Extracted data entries
┌──
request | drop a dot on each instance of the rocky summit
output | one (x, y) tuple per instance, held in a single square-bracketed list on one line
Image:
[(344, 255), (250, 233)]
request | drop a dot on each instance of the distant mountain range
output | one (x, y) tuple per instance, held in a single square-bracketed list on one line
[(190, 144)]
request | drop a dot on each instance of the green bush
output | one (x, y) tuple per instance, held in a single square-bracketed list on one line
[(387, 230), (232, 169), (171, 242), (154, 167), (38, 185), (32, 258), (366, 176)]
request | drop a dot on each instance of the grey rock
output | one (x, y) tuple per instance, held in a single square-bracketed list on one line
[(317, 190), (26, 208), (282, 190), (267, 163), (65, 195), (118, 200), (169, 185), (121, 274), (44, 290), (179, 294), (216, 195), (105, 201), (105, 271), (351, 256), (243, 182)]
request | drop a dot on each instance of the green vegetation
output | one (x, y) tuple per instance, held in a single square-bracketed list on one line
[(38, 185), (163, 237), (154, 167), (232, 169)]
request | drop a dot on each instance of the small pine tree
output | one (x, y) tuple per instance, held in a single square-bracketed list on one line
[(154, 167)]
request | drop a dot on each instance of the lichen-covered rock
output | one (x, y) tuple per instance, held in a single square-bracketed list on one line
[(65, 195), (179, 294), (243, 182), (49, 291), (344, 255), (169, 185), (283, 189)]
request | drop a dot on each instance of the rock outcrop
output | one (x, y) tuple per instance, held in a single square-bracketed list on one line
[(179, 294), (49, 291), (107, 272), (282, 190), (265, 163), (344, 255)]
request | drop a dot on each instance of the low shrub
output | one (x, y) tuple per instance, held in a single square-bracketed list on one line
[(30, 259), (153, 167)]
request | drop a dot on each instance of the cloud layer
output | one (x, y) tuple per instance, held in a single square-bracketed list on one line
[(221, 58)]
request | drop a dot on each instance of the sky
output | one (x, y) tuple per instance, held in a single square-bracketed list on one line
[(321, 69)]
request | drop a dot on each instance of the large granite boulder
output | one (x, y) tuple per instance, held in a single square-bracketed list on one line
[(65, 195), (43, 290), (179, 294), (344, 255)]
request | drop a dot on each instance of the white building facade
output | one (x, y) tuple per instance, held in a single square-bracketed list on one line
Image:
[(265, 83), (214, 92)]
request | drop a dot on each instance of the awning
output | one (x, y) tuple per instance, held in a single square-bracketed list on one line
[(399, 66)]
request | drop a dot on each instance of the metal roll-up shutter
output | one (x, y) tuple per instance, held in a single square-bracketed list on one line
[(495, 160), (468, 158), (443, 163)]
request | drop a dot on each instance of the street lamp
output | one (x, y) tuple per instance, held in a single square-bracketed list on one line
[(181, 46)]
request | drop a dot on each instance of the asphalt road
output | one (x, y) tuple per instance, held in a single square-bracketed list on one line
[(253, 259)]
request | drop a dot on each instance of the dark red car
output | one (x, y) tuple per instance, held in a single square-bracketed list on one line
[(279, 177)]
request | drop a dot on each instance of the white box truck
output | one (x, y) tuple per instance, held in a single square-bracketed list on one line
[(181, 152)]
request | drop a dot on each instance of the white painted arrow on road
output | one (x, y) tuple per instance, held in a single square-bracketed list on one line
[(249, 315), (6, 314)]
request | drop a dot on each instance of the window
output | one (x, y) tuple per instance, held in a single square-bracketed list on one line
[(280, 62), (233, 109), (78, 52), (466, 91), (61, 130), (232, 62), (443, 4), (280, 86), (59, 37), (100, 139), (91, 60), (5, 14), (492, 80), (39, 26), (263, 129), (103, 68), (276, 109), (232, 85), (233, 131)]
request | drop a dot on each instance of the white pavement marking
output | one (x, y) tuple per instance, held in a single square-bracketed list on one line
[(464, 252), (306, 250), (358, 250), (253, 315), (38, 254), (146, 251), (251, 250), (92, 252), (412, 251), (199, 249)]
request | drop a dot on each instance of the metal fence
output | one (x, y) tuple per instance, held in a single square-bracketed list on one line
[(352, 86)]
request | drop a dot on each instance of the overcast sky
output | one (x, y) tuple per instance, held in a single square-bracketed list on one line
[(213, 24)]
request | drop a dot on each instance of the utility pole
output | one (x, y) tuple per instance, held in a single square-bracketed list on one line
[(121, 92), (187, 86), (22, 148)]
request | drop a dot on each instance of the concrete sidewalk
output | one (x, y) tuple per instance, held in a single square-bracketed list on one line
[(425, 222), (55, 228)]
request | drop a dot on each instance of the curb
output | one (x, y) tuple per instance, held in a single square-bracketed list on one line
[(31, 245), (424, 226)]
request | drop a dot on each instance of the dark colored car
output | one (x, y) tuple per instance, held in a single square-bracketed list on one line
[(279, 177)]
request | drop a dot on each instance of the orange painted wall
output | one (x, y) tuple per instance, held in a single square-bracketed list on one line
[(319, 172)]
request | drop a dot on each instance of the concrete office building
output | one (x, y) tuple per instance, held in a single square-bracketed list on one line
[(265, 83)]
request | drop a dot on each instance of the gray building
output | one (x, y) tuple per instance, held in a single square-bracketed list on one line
└──
What you should do -
The records shown above are to be retyped exactly, with none omitted.

Final answer -
request | drop a dot on each instance of the rocky summit
output | one (x, y) tuple per instance, held in a single square-bracketed list on one line
Image:
[(344, 255), (250, 233)]
request | drop a dot on each instance of the distant mountain range
output | one (x, y) tuple per instance, held in a single square-bracketed list on one line
[(190, 144)]
request | drop a dot on each instance of the green bush
output | one (x, y) tuple per instance, held in a single square-bracketed list on one line
[(387, 230), (232, 169), (171, 242), (154, 167), (38, 185), (32, 258), (366, 176)]
request | drop a dot on each instance of the grey rock
output | one (x, y) tuple per instance, held in a single square-bracketed list on one line
[(317, 190), (26, 208), (282, 190), (267, 163), (65, 195), (118, 200), (169, 185), (121, 274), (44, 290), (179, 294), (216, 195), (105, 201), (105, 271), (351, 256), (243, 182)]
request | drop a dot on each instance of the green vegetation
output | one (x, y) tuple per instance, held in a single square-bracketed list on one line
[(38, 185), (163, 237), (154, 167), (232, 169)]
request | drop a dot on each instance of the small pine tree
output | one (x, y) tuple per instance, held in a single square-bracketed list on one line
[(154, 167)]
request | drop a dot on each instance of the lichen-covered rock
output | one (x, y) tuple per instance, held in a single square-bracketed list on one line
[(65, 195), (179, 294), (243, 182), (49, 291), (344, 255), (169, 185), (283, 189)]
request | drop a dot on each instance of the rock outcrop
output | one (x, y) tuple per instance, held in a single square-bracketed list on one line
[(179, 294), (49, 291), (107, 272), (282, 190), (265, 163), (344, 255)]
request | drop a dot on each instance of the low shrub
output | one (x, y) tuple per instance, held in a single square-bracketed list on one line
[(30, 259), (153, 167)]
request | drop a dot on each instance of the cloud layer
output | one (x, y) tuple per instance, held in a single square-bracketed list on one line
[(221, 58)]
request | drop a dot on each instance of the sky
output | one (x, y) tuple per instance, held in a single square-bracketed list on one line
[(321, 69)]
request | drop a dot on each instance of the large granite boulder
output | one (x, y) tuple per instance, held in a single square-bracketed list on one line
[(65, 195), (43, 290), (179, 294), (344, 255)]
request | drop a dot on each instance of the white building facade
output | one (x, y) tuple per instance, held in a single square-bracketed list on one line
Image:
[(265, 83), (214, 92)]
request | drop a dot on each instance of the awning
output | one (x, y) tuple per instance, held in a single square-bracketed list on one line
[(399, 66)]
request | drop a dot on each instance of the metal roll-up shutter
output | one (x, y) tuple per instance, held in a single square-bracketed list on one line
[(495, 160), (468, 158), (443, 163)]
request | drop a dot on each instance of the street lamp
output | one (x, y) tuple per instance, held in a single square-bracketed list on one line
[(181, 46)]
request | drop a dot on each instance of the asphalt road
output | one (x, y) tuple per instance, held in a single square-bracketed list on one line
[(253, 259)]
request | drop a dot on each instance of the dark red car
output | one (x, y) tuple per instance, held in a single square-bracketed list on one line
[(279, 177)]
request | drop a dot on each instance of the white box truck
output | one (x, y) tuple per instance, held in a single square-bracketed list on one line
[(181, 152)]
request | drop a dot on each instance of the white painted arrow on road
output | one (x, y) tuple per instance, held in a single square-bracketed list on one line
[(249, 315), (6, 314)]
request | drop a dot on each instance of the window
output | one (x, y) tuple per instance, held in a single square-bracketed list on one line
[(280, 62), (233, 109), (78, 52), (466, 91), (61, 130), (232, 62), (443, 4), (280, 86), (59, 37), (100, 139), (91, 60), (5, 14), (492, 80), (39, 26), (263, 129), (103, 68), (276, 109), (232, 85), (233, 131)]
request | drop a dot on each instance of the white pavement marking
output | one (x, y) tuple per instance, held in a single square-bracketed list on one line
[(464, 252), (306, 250), (358, 250), (253, 315), (38, 254), (146, 251), (251, 250), (92, 252), (412, 251), (199, 249)]
request | drop a dot on each instance of the metal fence
output | one (x, y) tuple per instance, held in a single square-bracketed list on one line
[(352, 86)]
request | drop a dot on each instance of the overcast sky
output | one (x, y) tuple per instance, held in a single square-bracketed list on one line
[(213, 24)]
request | drop a dot on each instance of the utility pole
output | one (x, y) tuple per instance, held in a single square-bracketed list on one line
[(121, 92), (187, 86), (22, 148)]
request | drop a dot on each instance of the concrete sidewalk
output | one (x, y) tuple per instance, held in a single square-bracketed list on one line
[(425, 222), (55, 228)]
request | drop a dot on each instance of the curb
output | one (x, y) tuple per instance, held in a single square-bracketed list on one line
[(31, 245), (424, 226)]
request | drop a dot on each instance of the dark colored car
output | one (x, y) tuple per instance, held in a single square-bracketed list on one line
[(279, 177)]
request | drop a dot on each instance of the orange painted wall
output | one (x, y) tuple per instance, held in a single square-bracketed list on one line
[(319, 172)]
request | drop a dot on each instance of the concrete office building
output | one (x, y) tuple per instance, held in a single square-bracketed list on one line
[(265, 83)]
request | drop a dot on each instance of the gray building
output | one (x, y) tuple per instance, held in a single square-bracketed list on one line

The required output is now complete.